- _ARBEITSAUFTRÄGE_:
1/ Welche Berufe führt der Lesetext als Beispiele für die sogenannten Stärkeren an?
2/ Schreiben Sie den Lesetext über das gegenseitige Befremden zwischen sogenannten Stärkeren und sogenannten Schwächeren im Anschluss an seinen letzten Satz weiter.

- _LESETEXT_:
Und es ist mir ebenfalls vertraut, zu sehen und zu erleben, wie es nicht allein den einen sogenannten Rassismus, das eine extrem tiefe Befremden gibt, von sogenannten Stärkeren (Ärztin, Psychotherapeut, Lehrerin etc.) zu sogenannten Schwächeren (Migrant*innen), sondern eben auch das Umgekehrte: Angst und Hass der sogenannten Schwächeren, die zum Beispiel unter europäischen Colons selbst gelitten haben oder deren Vorfahren, die jedoch von diesem Leiden vieles, bewusst und unbewusst, in sich tragen, was einen chronischen Unmut bzw. Anfeindungen der sogenannten Untergebenen gegenüber den sogenannten Übergeordneten weckte und immer noch weckt.

- _Daten zur Punktlokalisierung_:
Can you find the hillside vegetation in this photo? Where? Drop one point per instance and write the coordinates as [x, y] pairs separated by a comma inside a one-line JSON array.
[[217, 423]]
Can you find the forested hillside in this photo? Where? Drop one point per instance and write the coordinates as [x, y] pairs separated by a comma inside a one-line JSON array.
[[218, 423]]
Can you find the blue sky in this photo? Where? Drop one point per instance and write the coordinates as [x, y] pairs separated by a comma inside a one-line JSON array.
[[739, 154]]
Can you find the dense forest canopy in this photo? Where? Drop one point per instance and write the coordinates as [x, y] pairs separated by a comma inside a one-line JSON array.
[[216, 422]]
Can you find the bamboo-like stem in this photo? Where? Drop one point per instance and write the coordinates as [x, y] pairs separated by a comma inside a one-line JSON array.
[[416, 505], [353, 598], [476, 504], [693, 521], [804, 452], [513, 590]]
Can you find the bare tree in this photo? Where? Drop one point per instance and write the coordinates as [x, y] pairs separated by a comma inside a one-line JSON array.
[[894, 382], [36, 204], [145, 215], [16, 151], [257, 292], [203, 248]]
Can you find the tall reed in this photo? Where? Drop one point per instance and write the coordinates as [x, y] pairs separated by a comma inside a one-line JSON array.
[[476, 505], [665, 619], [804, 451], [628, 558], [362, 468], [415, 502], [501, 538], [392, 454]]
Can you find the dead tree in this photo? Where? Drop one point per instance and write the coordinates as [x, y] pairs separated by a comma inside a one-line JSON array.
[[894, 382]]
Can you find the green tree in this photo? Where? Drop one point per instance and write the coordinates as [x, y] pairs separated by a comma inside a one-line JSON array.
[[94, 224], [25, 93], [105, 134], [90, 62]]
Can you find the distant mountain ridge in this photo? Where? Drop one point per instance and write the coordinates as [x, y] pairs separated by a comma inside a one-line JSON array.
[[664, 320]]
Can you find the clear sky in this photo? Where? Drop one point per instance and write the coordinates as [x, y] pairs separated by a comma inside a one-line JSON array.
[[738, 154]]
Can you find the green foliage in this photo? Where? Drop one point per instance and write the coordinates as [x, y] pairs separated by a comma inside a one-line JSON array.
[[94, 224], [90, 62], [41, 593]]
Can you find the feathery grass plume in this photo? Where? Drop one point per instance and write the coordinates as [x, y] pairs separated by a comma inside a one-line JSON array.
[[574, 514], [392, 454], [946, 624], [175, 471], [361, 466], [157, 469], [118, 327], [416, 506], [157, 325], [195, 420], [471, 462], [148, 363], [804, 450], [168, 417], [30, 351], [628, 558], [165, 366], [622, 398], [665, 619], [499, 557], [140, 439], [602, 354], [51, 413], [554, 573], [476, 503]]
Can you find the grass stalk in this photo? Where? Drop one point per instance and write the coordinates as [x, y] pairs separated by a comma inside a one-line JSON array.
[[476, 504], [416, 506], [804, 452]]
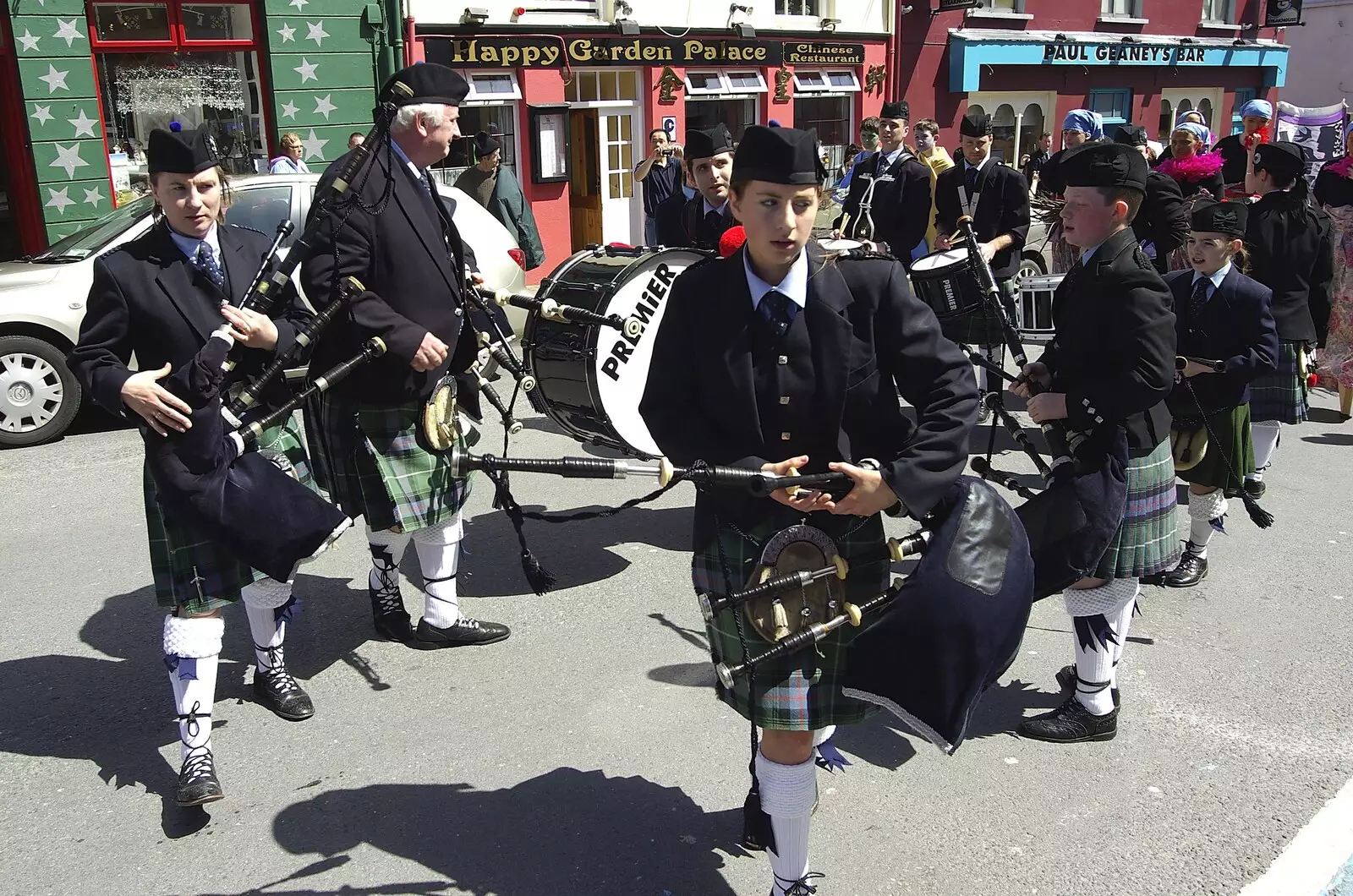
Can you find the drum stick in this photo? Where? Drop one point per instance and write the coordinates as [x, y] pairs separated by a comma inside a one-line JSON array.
[[805, 636]]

- _LÖSUNGEN_:
1/ Ärztin, Psychotherapeut und Lehrerin.

2/
Im psychotherapeutischen Prozess können sich, wie anderswo, nicht bedachte, weil zu wenig oder nicht gekannte, als rassistisch zu benennende Gesten gegenüber Patient*innen einschleichen und einnisten. Es ist wichtig, zwischen allzu fremden Gesten, die Psychotherapeut*innen realisieren und überwinden möchten, und demjenigen Rassismus, der – gerade auch im schweizerischen Umfeld – aus Unwissen entsteht, zu unterscheiden. Der Ort und der Prozess, sich mit dem eigenen Rassismus zu konfrontieren und wirklich auseinanderzusetzen, dürfte vor allem die psychotherapeutische Arbeit am eigenen Psychismus sein.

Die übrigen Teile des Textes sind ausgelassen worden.